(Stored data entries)
══════
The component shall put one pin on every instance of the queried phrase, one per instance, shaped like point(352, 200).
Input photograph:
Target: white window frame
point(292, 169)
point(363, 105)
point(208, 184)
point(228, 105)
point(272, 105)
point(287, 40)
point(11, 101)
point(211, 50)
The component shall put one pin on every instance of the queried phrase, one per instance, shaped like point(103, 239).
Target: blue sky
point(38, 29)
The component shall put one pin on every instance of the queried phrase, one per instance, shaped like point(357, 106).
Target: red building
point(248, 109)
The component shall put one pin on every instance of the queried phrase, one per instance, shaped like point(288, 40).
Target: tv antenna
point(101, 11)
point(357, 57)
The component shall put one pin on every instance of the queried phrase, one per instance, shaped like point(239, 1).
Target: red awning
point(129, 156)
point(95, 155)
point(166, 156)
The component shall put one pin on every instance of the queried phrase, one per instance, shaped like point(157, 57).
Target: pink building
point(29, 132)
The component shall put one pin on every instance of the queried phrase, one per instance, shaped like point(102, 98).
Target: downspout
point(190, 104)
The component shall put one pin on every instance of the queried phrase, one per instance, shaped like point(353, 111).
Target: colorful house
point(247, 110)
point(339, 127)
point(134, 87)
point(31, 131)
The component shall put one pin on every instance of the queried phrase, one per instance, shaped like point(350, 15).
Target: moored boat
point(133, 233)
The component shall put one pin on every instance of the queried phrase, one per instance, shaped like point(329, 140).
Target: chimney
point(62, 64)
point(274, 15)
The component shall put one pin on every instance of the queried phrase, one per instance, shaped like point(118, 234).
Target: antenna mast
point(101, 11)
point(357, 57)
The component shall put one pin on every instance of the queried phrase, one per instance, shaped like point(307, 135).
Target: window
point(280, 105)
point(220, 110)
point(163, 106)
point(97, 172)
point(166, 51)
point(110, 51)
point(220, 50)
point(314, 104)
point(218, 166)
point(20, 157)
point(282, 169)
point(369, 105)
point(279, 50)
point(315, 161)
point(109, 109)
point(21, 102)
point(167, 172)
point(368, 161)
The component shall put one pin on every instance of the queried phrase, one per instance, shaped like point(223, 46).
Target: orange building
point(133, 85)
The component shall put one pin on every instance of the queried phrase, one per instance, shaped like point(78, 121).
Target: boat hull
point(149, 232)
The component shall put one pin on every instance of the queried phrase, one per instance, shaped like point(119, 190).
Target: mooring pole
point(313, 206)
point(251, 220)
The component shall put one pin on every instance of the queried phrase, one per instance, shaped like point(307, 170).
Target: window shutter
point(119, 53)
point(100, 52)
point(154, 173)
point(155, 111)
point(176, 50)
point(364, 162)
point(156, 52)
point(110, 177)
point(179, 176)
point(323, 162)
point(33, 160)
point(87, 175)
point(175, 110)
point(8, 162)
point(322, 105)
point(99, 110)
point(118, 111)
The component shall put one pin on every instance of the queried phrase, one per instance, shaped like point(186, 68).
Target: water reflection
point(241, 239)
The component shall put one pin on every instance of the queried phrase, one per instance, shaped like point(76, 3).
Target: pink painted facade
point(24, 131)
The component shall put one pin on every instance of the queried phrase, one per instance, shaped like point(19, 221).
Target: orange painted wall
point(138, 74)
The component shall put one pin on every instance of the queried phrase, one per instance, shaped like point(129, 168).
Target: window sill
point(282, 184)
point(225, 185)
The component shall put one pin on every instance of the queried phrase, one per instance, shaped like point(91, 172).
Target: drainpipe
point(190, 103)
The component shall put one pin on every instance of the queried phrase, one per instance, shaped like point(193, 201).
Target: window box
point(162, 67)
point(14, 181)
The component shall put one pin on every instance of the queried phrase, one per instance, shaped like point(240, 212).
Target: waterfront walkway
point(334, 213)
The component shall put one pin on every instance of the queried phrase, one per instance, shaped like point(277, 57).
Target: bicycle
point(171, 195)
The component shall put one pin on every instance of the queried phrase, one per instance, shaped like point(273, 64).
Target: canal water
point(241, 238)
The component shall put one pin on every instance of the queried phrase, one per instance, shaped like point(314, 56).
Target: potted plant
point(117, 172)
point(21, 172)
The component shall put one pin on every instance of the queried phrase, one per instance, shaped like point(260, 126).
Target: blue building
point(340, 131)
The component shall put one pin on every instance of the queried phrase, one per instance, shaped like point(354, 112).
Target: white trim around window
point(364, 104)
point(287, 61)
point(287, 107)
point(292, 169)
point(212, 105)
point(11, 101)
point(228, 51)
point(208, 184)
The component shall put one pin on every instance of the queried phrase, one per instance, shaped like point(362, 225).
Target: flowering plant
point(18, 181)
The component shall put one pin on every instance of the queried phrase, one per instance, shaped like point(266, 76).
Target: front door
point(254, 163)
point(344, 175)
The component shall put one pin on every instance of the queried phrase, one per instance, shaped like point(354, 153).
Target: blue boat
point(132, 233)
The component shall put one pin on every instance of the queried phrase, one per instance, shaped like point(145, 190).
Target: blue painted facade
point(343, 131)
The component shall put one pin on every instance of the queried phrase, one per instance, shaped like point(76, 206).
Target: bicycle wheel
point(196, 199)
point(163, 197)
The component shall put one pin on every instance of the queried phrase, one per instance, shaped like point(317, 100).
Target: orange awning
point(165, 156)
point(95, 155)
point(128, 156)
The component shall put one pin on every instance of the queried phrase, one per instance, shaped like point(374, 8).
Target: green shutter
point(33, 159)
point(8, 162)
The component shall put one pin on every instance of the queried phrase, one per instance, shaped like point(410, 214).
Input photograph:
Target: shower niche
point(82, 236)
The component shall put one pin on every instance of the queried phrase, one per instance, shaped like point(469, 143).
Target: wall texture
══════
**Task item**: Exactly as given, restate all the lines above.

**Task result**:
The component shall put one pin on every instance of the queried phrase, one per instance, shaped like point(352, 200).
Input photograph:
Target: white window frame
point(292, 169)
point(363, 105)
point(208, 184)
point(228, 105)
point(272, 105)
point(287, 40)
point(11, 101)
point(211, 50)
The component shall put one pin on every instance of the queried phrase, one per instance, shaped like point(103, 239).
Target: blue sky
point(38, 29)
The component shall put one pin on every instance of the queried phrase, one per instance, shaped like point(357, 106).
Target: red building
point(248, 109)
The component shall put one pin on every instance of the queried phrase, one per instance, shaped like point(288, 40).
Target: tv antenna
point(101, 11)
point(357, 57)
The component shall put one pin on every instance of the queried phrase, one per instance, shaped like point(239, 1).
Target: red awning
point(129, 156)
point(95, 155)
point(166, 156)
The component shall put one pin on every instance of the queried phrase, one per instance, shaped like point(157, 57).
Target: pink building
point(29, 132)
The component shall put one pin on every instance of the queried phrase, one per instance, shaped like point(102, 98).
Target: downspout
point(190, 104)
The component shall put one pin on every instance of the queried phrase, one per instance, shaped like point(353, 111).
Target: colorful house
point(247, 110)
point(339, 127)
point(134, 87)
point(31, 131)
The component shall put one pin on every instance of the queried phrase, one per instance, shaped like point(350, 15).
Target: moored boat
point(133, 233)
The component shall put one pin on every instance of the queried phrase, one per instance, shaped like point(329, 140).
Target: chimney
point(62, 64)
point(274, 15)
The component shall put one pin on every instance of the queried phrase, one per instance, shaped like point(118, 234).
Target: antenna mast
point(101, 11)
point(357, 57)
The component shall put one pin on every instance of the queried phrase, one per instance, shaped like point(307, 135).
Target: window
point(280, 105)
point(220, 110)
point(163, 106)
point(97, 172)
point(166, 51)
point(110, 51)
point(220, 50)
point(314, 104)
point(218, 166)
point(20, 157)
point(282, 169)
point(369, 105)
point(279, 50)
point(315, 161)
point(109, 109)
point(21, 102)
point(167, 172)
point(368, 161)
The component shall put one pin on every instance of the queried phrase, one per instance, shaped like point(223, 46).
Target: orange building
point(133, 85)
The component shall put one pin on every instance of the queried phrase, one per instance, shaped like point(78, 121).
Target: boat hull
point(149, 232)
The component shall put one pin on every instance of the queried phrase, one per instance, shaped like point(119, 190).
Target: mooring pole
point(313, 206)
point(251, 220)
The component shall put one pin on every instance of the queried phrase, one per instance, shaped like point(307, 170).
Target: window shutter
point(119, 53)
point(100, 52)
point(154, 173)
point(155, 111)
point(176, 50)
point(364, 162)
point(156, 52)
point(110, 177)
point(179, 176)
point(323, 162)
point(33, 160)
point(87, 175)
point(175, 110)
point(8, 162)
point(322, 105)
point(99, 110)
point(118, 111)
The component shall put one pin on every instance of the queried phrase, one per instance, shaped like point(186, 68).
Target: water reflection
point(241, 239)
The component shall put one pin on every instance of the queried phrase, one per instance, shaped like point(76, 3).
Target: pink painted facade
point(24, 131)
The component shall put one pin on every instance of the queried phrase, one per instance, shaped like point(19, 221).
Target: orange painted wall
point(138, 74)
The component shall put one pin on every instance of the queried phrase, one per instance, shaped like point(129, 168).
Target: window sill
point(282, 184)
point(225, 185)
The component shall put one pin on every instance of the queried phrase, one per instance, shaped like point(91, 172).
Target: drainpipe
point(190, 103)
The component shall put one pin on every instance of the queried phrase, one per instance, shaped like point(193, 201).
Target: window box
point(162, 67)
point(14, 181)
The component shall put one pin on every instance of the queried phrase, one per instance, shaped like point(240, 212).
Target: waterfront walkway
point(334, 213)
The component shall put one pin on every instance of the queried phrase, one per instance, shaped like point(277, 57).
Target: bicycle
point(171, 195)
The component shall put one pin on every instance of the queried phrase, one per instance, shaped like point(273, 64).
Target: canal water
point(241, 238)
The component shall put one pin on every instance of the queried phrase, one per instance, shaped like point(314, 56).
Target: potted plant
point(117, 172)
point(21, 172)
The component shall put one pin on every instance of the queried phrase, one per instance, shaped like point(260, 126).
Target: blue building
point(340, 131)
The component shall put one pin on every instance of the queried phrase, one per instance, shaped like point(354, 112).
Target: white trim around window
point(364, 104)
point(287, 61)
point(287, 107)
point(292, 169)
point(212, 105)
point(11, 101)
point(228, 51)
point(208, 184)
The component shall put one pin on every instance of the queried phrase, one per instance, shaped like point(362, 225).
Target: flowering plant
point(18, 181)
The component shall put one pin on every instance of the queried phrase, one per instance, shaped like point(266, 76).
Target: front door
point(254, 163)
point(344, 175)
The component shall put one pin on every instance of the queried phrase, one per instance, shaped like point(354, 153).
Target: blue boat
point(132, 233)
The component shall put one pin on every instance of the queried phrase, one per instance, shaped like point(145, 190).
Target: blue painted facade
point(343, 131)
The component shall put one pin on every instance of the queried phrase, one per instance, shaped like point(76, 206).
Target: bicycle wheel
point(196, 199)
point(163, 197)
The component shall put one pin on every instance of the queried phrase, one per instance, shaped like point(317, 100).
Target: orange awning
point(165, 156)
point(95, 155)
point(128, 156)
The component shall put one pin on every instance of the queried phrase, one per instance, shaped like point(374, 8).
Target: green shutter
point(33, 159)
point(8, 162)
The component shall put one pin on every instance of the queried phrase, one per instance, shaped like point(410, 214).
Input photograph:
Target: shower niche
point(82, 236)
The component shall put one pin on every instance of the queried phrase, one per instance, shaped like point(469, 143).
Target: wall texture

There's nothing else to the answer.